‘Verdelho should not be confused with GODELLO, a variety from Galicia in Spain that is also cultivated in the Portuguese Dao region under the name Verdelho or Verdelho do Dão. . . . It has been suggested that Madeira’s Verdelho is identical to a Sicilian variety called Verdicchio (often erroneously spelt Verdecchio, unidentified, but distinct from VERDICCHIO BIANCO.)’
‘The Scots (originally Irish, but by now Scotch) were at this time inhabiting Ireland, having driven the Irish (Picts) out of Scotland; while the Picts (originally Scots) were now Irish (living in brackets) and vice versa. It is essential to keep these distinctions clearly in mind (and verce visa).’
One of these quotes is from 1066 and All That by W.C. Sellar and R.J. Yeatman and one is from Wine Grapes by Jancis Robinson, Julia Harding and José Vouillamoz. I’m sure readers will know which is which.
We tend to think that learning about grape varieties is as an easy way into wine: Cabernet Sauvignon tastes of blackcurrants and smells of tobacco, Riesling of limes and kerosene. To an extent this is true. Initially it seems so much easier than learning about the French appellation contrôlée system or the German wine laws. The problem comes when you delve a little deeper into exactly which grapes are in your wine.

ENTRIES SHOWN:

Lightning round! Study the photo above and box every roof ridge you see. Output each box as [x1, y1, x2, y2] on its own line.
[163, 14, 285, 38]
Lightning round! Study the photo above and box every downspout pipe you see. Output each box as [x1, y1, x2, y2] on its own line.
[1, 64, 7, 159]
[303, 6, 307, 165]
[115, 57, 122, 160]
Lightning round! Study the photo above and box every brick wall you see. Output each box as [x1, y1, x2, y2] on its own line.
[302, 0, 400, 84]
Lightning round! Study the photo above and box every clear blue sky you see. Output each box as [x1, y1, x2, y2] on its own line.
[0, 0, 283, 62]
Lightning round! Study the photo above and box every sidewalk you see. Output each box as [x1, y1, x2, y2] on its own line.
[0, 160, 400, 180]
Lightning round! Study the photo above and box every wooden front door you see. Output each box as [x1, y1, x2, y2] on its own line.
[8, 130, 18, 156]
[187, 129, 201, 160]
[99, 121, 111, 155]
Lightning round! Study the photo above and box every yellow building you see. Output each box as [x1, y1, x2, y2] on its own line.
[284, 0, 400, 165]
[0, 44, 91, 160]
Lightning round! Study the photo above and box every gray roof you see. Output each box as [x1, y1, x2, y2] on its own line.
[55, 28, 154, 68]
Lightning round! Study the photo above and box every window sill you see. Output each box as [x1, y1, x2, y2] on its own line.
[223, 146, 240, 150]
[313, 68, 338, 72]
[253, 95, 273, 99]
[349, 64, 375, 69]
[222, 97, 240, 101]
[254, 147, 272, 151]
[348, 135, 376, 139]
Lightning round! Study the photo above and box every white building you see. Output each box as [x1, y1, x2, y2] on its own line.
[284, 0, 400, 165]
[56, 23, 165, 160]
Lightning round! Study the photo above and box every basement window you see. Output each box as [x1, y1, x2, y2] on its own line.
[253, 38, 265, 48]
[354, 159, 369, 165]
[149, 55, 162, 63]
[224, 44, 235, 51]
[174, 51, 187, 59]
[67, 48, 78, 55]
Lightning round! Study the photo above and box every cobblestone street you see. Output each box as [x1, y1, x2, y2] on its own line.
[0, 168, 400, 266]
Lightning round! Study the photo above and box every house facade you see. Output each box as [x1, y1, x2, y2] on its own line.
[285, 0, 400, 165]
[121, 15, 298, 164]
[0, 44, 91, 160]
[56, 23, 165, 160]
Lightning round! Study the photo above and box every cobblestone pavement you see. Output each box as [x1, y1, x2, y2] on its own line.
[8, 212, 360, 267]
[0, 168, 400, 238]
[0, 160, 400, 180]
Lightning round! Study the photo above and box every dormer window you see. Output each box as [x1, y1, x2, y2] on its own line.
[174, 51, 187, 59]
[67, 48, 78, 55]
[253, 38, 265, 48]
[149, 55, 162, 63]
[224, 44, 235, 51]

ACTIVITIES:
**1.** Rewrite the paragraph of the passage on grape varieties that begins "We tend to think" as a short bulleted list, keeping its main facts.
**2.** According to the passage on grape varieties, which Galician variety should Verdelho not be confused with?
**3.** Continue the passage on grape varieties from its last sentence.
The records play no part in this work.

TASK-BY-TASK ANSWERS:
**1.**
- Grape varieties are often seen as an easy way into wine.
- Cabernet Sauvignon is said to taste of blackcurrants and smell of tobacco, and Riesling of limes and kerosene.
- This is true to an extent.
- At first it seems much easier than learning the French appellation contrôlée system or the German wine laws.
- The trouble starts when you look more closely at exactly which grapes are in your wine.

**2.** Godello.

**3.**
I bought a bottle of wine from my local wine merchant, Bottle Apostle, a couple of weeks ago called Camillo de Lellis Biferno Bianco 2010 from Molise in Central Italy. I’ve had a few vintages of their red so was curious about the white. I didn’t pay any attention to the grape varieties mentioned on the back of the bottle until I got home where I was disappointed to know it was made from Trebbiano and something called Bombino Bianco. Trebbiano, known as Ugni Blanc in France, is considered one of the world’s dullest grapes suitable only for distillation; it’s used to make Cognac. Still I’d paid for it so I thought I should drink it. Initially it tasted very neutral with just some lemons and a vague nuttiness. After a while I started to notice what a lovely texture it has, a certain sherry-like oiliness. The nuttiness takes on a distinct almondy note and then there are peaches and a little bitter twist like peach stones. Very pretty, reminding me simultaneously of white burgundy and perhaps an aged Australian Semillon or Marsanne. Excellent value at £9.99. So it would seem that Trebbiano in the right hands can be good.
But which Trebbiano? Wine Grapes lists eight different kind. The famously dull one is Trebbiano Toscana. Seeing as my wine is from Molise, it’s probably made from Trebbiano d’Abruzzo which, DNA profiling has shown, is not related to the dull Tuscan variety. In fact, it may be related or even identical to Bombino Bianco, a native of Puglia. The back label to the wine is not helpful as the Italian suggests that Trebbiano and Bombino are the same whereas the translation seems to be saying that it is made from two grapes, Trebbiano and Bombino.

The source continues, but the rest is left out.